* **Stated goal**: Turn every one of the rows below into a numbered list, leaving out any blank lines.

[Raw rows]

--------------------------------

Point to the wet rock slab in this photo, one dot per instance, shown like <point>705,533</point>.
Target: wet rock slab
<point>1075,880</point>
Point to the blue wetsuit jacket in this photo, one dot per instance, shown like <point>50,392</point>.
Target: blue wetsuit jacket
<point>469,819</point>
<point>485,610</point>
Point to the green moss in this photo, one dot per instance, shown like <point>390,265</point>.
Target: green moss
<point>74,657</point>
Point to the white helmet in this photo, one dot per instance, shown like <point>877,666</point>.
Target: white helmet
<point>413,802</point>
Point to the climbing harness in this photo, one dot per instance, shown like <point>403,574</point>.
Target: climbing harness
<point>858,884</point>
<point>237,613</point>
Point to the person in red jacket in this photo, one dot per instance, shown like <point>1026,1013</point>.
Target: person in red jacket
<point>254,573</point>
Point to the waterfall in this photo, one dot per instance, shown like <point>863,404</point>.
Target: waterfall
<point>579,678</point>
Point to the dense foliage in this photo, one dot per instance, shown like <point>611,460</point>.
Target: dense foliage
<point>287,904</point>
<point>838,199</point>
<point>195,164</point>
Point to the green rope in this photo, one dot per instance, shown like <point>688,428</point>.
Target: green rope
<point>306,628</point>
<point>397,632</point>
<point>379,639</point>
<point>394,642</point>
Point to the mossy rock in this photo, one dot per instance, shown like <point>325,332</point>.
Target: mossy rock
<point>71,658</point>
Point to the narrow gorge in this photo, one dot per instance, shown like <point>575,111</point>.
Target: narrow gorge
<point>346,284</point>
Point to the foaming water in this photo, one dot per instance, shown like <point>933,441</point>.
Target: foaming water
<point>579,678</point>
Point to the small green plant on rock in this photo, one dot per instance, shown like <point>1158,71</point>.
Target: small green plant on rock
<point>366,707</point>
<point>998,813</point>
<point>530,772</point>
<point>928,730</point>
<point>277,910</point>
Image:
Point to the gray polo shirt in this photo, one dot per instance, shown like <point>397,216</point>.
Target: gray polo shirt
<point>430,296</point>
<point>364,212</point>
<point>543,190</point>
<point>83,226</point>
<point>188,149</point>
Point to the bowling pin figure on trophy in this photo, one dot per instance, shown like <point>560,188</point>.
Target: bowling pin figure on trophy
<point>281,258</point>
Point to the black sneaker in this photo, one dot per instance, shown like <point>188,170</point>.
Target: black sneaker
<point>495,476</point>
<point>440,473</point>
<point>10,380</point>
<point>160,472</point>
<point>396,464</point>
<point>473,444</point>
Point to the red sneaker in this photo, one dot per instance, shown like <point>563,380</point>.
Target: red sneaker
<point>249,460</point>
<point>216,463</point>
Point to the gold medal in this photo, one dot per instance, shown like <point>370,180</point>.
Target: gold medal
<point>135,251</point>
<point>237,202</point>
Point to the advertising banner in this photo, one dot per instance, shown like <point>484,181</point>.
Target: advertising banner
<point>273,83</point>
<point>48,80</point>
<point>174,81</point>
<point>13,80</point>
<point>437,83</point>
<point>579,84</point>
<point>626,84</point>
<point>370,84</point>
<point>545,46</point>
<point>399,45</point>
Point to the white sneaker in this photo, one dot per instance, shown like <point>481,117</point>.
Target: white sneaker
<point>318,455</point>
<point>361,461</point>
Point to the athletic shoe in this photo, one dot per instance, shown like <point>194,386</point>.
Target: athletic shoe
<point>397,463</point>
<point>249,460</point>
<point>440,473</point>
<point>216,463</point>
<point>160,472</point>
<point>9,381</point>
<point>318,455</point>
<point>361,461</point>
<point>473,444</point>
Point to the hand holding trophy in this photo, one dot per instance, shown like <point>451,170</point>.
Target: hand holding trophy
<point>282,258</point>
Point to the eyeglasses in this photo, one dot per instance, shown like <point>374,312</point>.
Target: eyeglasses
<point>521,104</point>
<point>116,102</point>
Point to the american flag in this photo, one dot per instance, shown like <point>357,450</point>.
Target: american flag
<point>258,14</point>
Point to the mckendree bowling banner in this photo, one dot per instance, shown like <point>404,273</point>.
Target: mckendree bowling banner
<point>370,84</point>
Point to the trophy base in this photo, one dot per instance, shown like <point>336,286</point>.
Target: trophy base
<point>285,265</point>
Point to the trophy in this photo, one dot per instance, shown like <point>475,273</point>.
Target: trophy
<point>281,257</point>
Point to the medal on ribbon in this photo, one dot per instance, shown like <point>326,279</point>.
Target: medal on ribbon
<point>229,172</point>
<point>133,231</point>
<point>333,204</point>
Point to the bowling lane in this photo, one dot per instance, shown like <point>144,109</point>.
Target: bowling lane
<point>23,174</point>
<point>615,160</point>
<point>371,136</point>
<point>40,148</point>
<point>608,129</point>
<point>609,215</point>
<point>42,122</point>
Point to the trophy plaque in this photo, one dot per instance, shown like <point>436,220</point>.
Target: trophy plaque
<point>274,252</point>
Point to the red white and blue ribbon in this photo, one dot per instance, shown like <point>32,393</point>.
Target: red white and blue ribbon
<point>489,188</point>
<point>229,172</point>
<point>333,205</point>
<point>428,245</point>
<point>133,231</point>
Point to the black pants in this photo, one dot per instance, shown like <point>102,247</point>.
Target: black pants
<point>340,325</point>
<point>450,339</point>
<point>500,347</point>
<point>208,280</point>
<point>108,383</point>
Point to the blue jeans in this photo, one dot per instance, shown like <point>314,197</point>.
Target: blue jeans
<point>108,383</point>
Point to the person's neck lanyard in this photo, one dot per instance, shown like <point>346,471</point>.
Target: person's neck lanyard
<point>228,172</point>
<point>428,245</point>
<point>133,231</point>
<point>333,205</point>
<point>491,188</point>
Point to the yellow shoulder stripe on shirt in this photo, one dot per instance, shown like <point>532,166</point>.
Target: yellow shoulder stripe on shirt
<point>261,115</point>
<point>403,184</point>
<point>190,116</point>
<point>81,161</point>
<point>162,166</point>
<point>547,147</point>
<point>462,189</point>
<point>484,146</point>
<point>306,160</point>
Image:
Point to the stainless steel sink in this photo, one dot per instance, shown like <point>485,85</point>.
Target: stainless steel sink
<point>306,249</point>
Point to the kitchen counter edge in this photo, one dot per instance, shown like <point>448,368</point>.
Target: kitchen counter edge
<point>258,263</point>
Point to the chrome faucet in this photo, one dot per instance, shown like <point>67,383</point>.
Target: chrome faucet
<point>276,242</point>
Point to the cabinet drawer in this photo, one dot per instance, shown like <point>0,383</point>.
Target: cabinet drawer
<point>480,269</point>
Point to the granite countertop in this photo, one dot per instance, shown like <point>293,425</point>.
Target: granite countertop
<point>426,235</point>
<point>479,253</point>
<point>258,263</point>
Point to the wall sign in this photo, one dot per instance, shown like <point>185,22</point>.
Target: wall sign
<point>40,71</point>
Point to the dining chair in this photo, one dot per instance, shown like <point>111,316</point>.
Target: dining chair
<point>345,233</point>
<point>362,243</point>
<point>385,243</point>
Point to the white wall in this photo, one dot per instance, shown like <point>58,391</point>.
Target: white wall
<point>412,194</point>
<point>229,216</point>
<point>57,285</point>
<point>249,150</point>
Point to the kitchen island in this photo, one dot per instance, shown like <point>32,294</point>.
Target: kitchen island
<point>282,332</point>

--------------------------------

* **Exercise response**:
1. Point to the wet rock slab in this photo, one dot per instance, shown like <point>705,533</point>.
2. Target: wet rock slab
3. <point>1075,880</point>
4. Point to the blue wetsuit jacket in this photo, one dot per instance, shown like <point>50,392</point>.
5. Target: blue wetsuit jacket
6. <point>469,819</point>
7. <point>485,610</point>
8. Point to the green moss in this photo, one dot per instance, shown like <point>390,265</point>.
9. Target: green moss
10. <point>74,657</point>
11. Point to the white helmet in this photo, one dot per instance, shown like <point>877,666</point>.
12. Target: white helmet
13. <point>413,802</point>
14. Point to the climbing harness in this photo, one dot per instance, shown like <point>403,574</point>.
15. Target: climbing harness
16. <point>858,884</point>
17. <point>237,613</point>
18. Point to the person in red jacket in this photo, one dot per instance, shown like <point>1026,1013</point>.
19. Target: person in red jacket
20. <point>254,573</point>
21. Point to the waterfall in this photo, one dot per instance, shown like <point>863,404</point>.
22. Target: waterfall
23. <point>579,678</point>
24. Point to the dense foliage in this photo, one dot per instance, shown like <point>611,460</point>.
25. Target: dense foliage
26. <point>287,904</point>
27. <point>838,199</point>
28. <point>195,164</point>
29. Point to the green rope in this photo, one dot per instance, shown like <point>688,428</point>.
30. Target: green rope
31. <point>306,628</point>
32. <point>397,632</point>
33. <point>379,639</point>
34. <point>394,642</point>
35. Point to the mossy rock in this photo, one dot per instance, shown like <point>325,332</point>.
36. Target: mossy rock
37. <point>71,658</point>
38. Point to the narrow gorge in this photo, one dot per instance, shown like <point>575,111</point>.
39. Target: narrow gorge
40. <point>346,284</point>
41. Point to the foaming water in this photo, one dot per instance, shown like <point>933,441</point>.
42. Target: foaming water
43. <point>579,678</point>
44. Point to the small green plant on rock in this photo, one dot per instance, shown like <point>1158,71</point>.
45. Target: small green plant on rock
46. <point>366,707</point>
47. <point>998,813</point>
48. <point>530,772</point>
49. <point>928,730</point>
50. <point>277,910</point>
51. Image:
52. Point to the gray polo shirt in this photo, one dot per instance, shown like <point>397,216</point>.
53. Target: gray polo shirt
54. <point>430,296</point>
55. <point>364,212</point>
56. <point>543,190</point>
57. <point>83,226</point>
58. <point>188,149</point>
59. Point to the bowling pin figure on trophy in this photo, one dot per instance, shown like <point>560,188</point>.
60. Target: bowling pin figure on trophy
61. <point>281,258</point>
62. Point to the black sneaker in this photo, one dot per instance, shown like <point>188,170</point>.
63. Target: black sneaker
64. <point>495,476</point>
65. <point>440,473</point>
66. <point>10,380</point>
67. <point>160,472</point>
68. <point>396,464</point>
69. <point>473,444</point>
70. Point to the red sneaker in this photo, one dot per instance, shown like <point>563,380</point>.
71. Target: red sneaker
72. <point>249,460</point>
73. <point>216,463</point>
74. Point to the gold medal in this photo, one dot per instance, shown like <point>370,180</point>.
75. Target: gold medal
76. <point>135,251</point>
77. <point>237,202</point>
78. Point to the advertising banner in this photo, one dot per instance, shown like <point>484,181</point>.
79. Target: advertising banner
80. <point>273,83</point>
81. <point>48,80</point>
82. <point>174,81</point>
83. <point>13,80</point>
84. <point>437,83</point>
85. <point>579,84</point>
86. <point>626,84</point>
87. <point>370,84</point>
88. <point>545,46</point>
89. <point>399,45</point>
90. Point to the white sneaker in this photo, one dot per instance, shown like <point>481,117</point>.
91. Target: white sneaker
92. <point>318,455</point>
93. <point>361,461</point>
94. Point to the athletic shoe in this photo, one dot per instance, shown like <point>194,386</point>.
95. Target: athletic shoe
96. <point>397,463</point>
97. <point>249,460</point>
98. <point>440,473</point>
99. <point>216,463</point>
100. <point>160,472</point>
101. <point>9,381</point>
102. <point>318,455</point>
103. <point>361,461</point>
104. <point>473,444</point>
105. Point to the hand holding trophy in this photo, one dot per instance, shown like <point>451,170</point>.
106. Target: hand holding trophy
107. <point>282,258</point>
108. Point to the eyeglasses in this photo, one dot per instance, shown like <point>374,312</point>.
109. Target: eyeglasses
110. <point>521,104</point>
111. <point>116,102</point>
112. Point to the american flag in this photo, one dot per instance, shown like <point>357,450</point>.
113. Target: american flag
114. <point>258,14</point>
115. Point to the mckendree bowling banner in this photo, one dot per instance, shown like <point>404,273</point>.
116. Target: mckendree bowling banner
117. <point>370,84</point>
118. Point to the trophy base in this photo, one dot per instance, shown like <point>336,286</point>.
119. Target: trophy base
120. <point>285,265</point>
121. Point to the trophy in this photo, one dot per instance, shown like <point>475,273</point>.
122. Target: trophy
123. <point>281,257</point>
124. Point to the medal on ribbon in this photo, one dot per instance, shown like <point>326,279</point>.
125. Target: medal on ribbon
126. <point>229,172</point>
127. <point>133,231</point>
128. <point>333,204</point>
129. Point to the bowling lane in this photo, one dot per instance, shown like <point>144,109</point>.
130. Target: bowling lane
131. <point>23,174</point>
132. <point>615,160</point>
133. <point>371,136</point>
134. <point>40,148</point>
135. <point>608,129</point>
136. <point>609,215</point>
137. <point>42,122</point>
138. Point to the trophy plaque in this photo, one dot per instance, shown like <point>436,220</point>.
139. Target: trophy plaque
140. <point>274,252</point>
141. Point to the red white and blue ribbon in this photo, one dot per instance, shown like <point>32,393</point>.
142. Target: red white and blue ribbon
143. <point>489,188</point>
144. <point>229,172</point>
145. <point>333,205</point>
146. <point>428,245</point>
147. <point>133,231</point>
148. Point to the black pants in this photo, one dot per instance, shown like <point>102,247</point>.
149. Target: black pants
150. <point>340,325</point>
151. <point>450,339</point>
152. <point>500,347</point>
153. <point>208,280</point>
154. <point>108,383</point>
155. Point to the blue jeans in this photo, one dot per instance, shown like <point>314,197</point>.
156. Target: blue jeans
157. <point>108,383</point>
158. Point to the person's neck lanyard in this photo, one dot per instance, shown like <point>346,471</point>.
159. Target: person's neck lanyard
160. <point>228,172</point>
161. <point>428,245</point>
162. <point>133,231</point>
163. <point>333,205</point>
164. <point>491,188</point>
165. Point to the yellow shoulder stripe on shirt in this photo, one dot per instance, shown like <point>532,166</point>.
166. Target: yellow shoulder stripe on shirt
167. <point>261,115</point>
168. <point>403,184</point>
169. <point>190,116</point>
170. <point>81,161</point>
171. <point>162,166</point>
172. <point>547,147</point>
173. <point>462,189</point>
174. <point>484,146</point>
175. <point>306,160</point>
176. Image:
177. Point to the stainless steel sink in this photo, one dot per instance, shown like <point>485,85</point>.
178. Target: stainless steel sink
179. <point>306,249</point>
180. Point to the kitchen counter edge in this photo, one dot per instance, shown like <point>448,368</point>.
181. Target: kitchen counter edge
182. <point>258,263</point>
183. Point to the chrome faucet in this photo, one dot per instance, shown like <point>67,383</point>.
184. Target: chrome faucet
185. <point>276,242</point>
186. Point to the cabinet drawer in this photo, one dot per instance, shown like <point>0,383</point>.
187. Target: cabinet drawer
188. <point>480,269</point>
189. Point to the granite countertop in this photo, one dot per instance, shown like <point>293,425</point>.
190. Target: granite countertop
191. <point>426,235</point>
192. <point>479,253</point>
193. <point>258,263</point>
194. Point to the wall sign in this photo, one dot per instance, shown like <point>185,22</point>.
195. Target: wall sign
196. <point>40,71</point>
197. Point to the dining chair in this photo, one dot per instance, shown like <point>111,316</point>.
198. Target: dining chair
199. <point>345,233</point>
200. <point>362,243</point>
201. <point>385,243</point>
202. Point to the white wall in this photo, one dot per instance, shown like <point>58,391</point>.
203. Target: white wall
204. <point>412,194</point>
205. <point>229,216</point>
206. <point>57,285</point>
207. <point>249,150</point>
208. Point to the kitchen island in this photo, one dot per instance, shown like <point>32,294</point>.
209. Target: kitchen island
210. <point>282,332</point>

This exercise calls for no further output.